--- Reading text ---
The University of Southampton

Epifanios Baikas MINDS CDT, 2022

Doctoral Researcher and Senior Research Assistant, University of Southampton

Epifanios Baikas is a doctoral researcher working on machine learning for Internet of Things devices, with a focus on a practical privacy problem that sits at the centre of how those devices operate.

Most IoT devices collect data continuously and send it to cloud servers, where AI models are trained and updated. That process raises real concerns: data leaves the device, passes through networks, and is processed remotely. Epifanios's research is developing methods that allow AI models to learn and update directly on the device itself, eliminating the need to transmit any sensitive data to the cloud.

The technical challenge is significant. IoT devices typically have very limited memory, often measured in hundreds of kilobytes, which makes storing and processing training data on the device genuinely difficult. Conventional training methods assume that a complete dataset is available and can be split in balanced, varied batches. However, on an IoT device data tend to arrive in sequences of uniform batches, which violates standard statistical assumptions made by conventional training methods and requires different approaches entirely.

His research investigates how to work with batches of data arriving incrementally on memory-restricted hardware, developing methods that allow models to train, update and personalise locally even without a network connection. That last point matters: a model that does not need the cloud to function can serve users in environments where connectivity is limited or unavailable.

Parts of his work were presented at GECCO 2024, a leading conference in genetic and evolutionary computation.

Alongside his doctoral research, Epifanios has taken up a role as Senior Research Assistant within the Cyber-Physical Systems research group at the University of Southampton, working on the Edgy Organism project. This work builds directly on his PhD research, with a greater focus on neuromorphic hardware systems and on-device learning approaches for spiking neural networks.
--- Data under study ---
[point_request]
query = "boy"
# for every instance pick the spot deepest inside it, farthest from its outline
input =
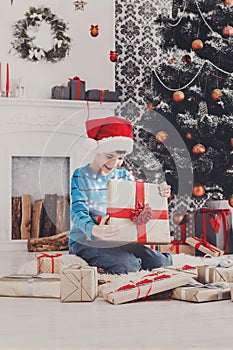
(89, 235)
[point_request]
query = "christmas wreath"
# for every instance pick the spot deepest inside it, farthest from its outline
(23, 42)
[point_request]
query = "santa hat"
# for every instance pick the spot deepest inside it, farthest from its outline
(111, 134)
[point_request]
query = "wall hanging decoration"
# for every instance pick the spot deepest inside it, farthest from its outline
(94, 30)
(79, 5)
(24, 43)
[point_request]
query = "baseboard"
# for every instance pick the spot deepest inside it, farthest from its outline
(19, 245)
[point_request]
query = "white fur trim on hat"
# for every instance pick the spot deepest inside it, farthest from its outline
(113, 144)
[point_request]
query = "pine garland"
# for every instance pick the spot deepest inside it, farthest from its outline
(23, 43)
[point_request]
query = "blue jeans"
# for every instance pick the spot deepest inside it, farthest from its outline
(123, 259)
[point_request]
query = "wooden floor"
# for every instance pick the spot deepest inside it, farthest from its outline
(32, 323)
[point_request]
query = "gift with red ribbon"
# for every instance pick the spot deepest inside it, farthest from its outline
(139, 210)
(139, 286)
(102, 95)
(49, 263)
(205, 247)
(77, 88)
(215, 225)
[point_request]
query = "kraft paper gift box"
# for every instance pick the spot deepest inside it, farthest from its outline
(139, 210)
(102, 95)
(60, 93)
(144, 286)
(213, 292)
(30, 286)
(203, 246)
(216, 226)
(212, 274)
(79, 284)
(77, 89)
(49, 263)
(177, 247)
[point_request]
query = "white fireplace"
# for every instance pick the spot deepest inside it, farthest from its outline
(41, 128)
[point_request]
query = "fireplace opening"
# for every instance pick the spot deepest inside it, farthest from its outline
(40, 196)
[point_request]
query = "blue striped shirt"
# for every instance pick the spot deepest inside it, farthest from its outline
(88, 199)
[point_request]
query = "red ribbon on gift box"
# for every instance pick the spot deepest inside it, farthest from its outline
(216, 223)
(202, 241)
(140, 214)
(45, 255)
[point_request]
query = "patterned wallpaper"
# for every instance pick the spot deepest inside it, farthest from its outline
(139, 50)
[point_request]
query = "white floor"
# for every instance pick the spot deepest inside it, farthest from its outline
(31, 323)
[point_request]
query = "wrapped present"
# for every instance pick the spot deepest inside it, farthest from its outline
(139, 210)
(215, 225)
(212, 274)
(186, 228)
(60, 93)
(30, 286)
(137, 288)
(177, 247)
(102, 95)
(49, 263)
(203, 293)
(77, 88)
(79, 283)
(202, 245)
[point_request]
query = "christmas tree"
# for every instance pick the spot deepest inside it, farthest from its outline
(187, 131)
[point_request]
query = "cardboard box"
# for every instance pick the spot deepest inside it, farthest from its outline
(212, 274)
(139, 210)
(102, 95)
(79, 284)
(137, 288)
(202, 294)
(30, 286)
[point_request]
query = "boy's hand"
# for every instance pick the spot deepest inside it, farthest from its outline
(164, 189)
(104, 231)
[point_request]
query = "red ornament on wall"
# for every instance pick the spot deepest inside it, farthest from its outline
(113, 56)
(197, 45)
(94, 30)
(178, 96)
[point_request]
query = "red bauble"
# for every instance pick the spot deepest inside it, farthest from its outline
(94, 30)
(161, 136)
(197, 45)
(186, 59)
(198, 190)
(199, 149)
(150, 106)
(227, 31)
(177, 218)
(230, 200)
(113, 56)
(228, 3)
(178, 96)
(216, 94)
(188, 136)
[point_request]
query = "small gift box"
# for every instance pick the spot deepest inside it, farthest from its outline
(77, 88)
(212, 274)
(30, 286)
(203, 293)
(139, 210)
(203, 246)
(49, 263)
(60, 92)
(79, 283)
(143, 286)
(215, 225)
(102, 95)
(177, 247)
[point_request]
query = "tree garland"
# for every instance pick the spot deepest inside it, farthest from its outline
(23, 43)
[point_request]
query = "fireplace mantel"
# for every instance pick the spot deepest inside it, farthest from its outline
(37, 128)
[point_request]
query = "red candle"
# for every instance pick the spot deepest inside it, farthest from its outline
(7, 80)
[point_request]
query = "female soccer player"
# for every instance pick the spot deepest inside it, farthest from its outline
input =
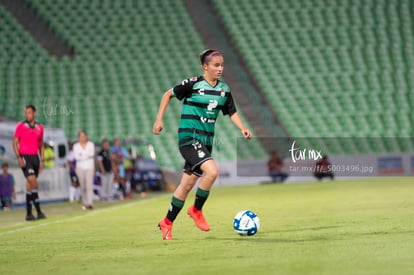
(204, 97)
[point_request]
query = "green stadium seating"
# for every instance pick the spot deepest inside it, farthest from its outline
(330, 68)
(128, 54)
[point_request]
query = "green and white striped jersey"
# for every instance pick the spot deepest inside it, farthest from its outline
(201, 107)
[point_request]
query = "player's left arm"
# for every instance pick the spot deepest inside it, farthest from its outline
(236, 119)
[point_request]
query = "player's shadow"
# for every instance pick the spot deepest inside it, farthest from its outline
(262, 237)
(259, 239)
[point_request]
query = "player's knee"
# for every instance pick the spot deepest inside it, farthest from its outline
(211, 172)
---
* **Directions**
Summarize the researcher profile in two sentences. Rely only on the profile, not the data.

* **Response area**
Epifanios Baikas is a doctoral researcher at the University of Southampton who develops methods that let AI models on memory-limited IoT devices train and update locally from incrementally arriving batches of data, so that sensitive data does not have to be sent to the cloud. Parts of this work were presented at GECCO 2024, and he also serves as a Senior Research Assistant on the Edgy Organism project, which focuses on neuromorphic hardware systems and on-device learning for spiking neural networks.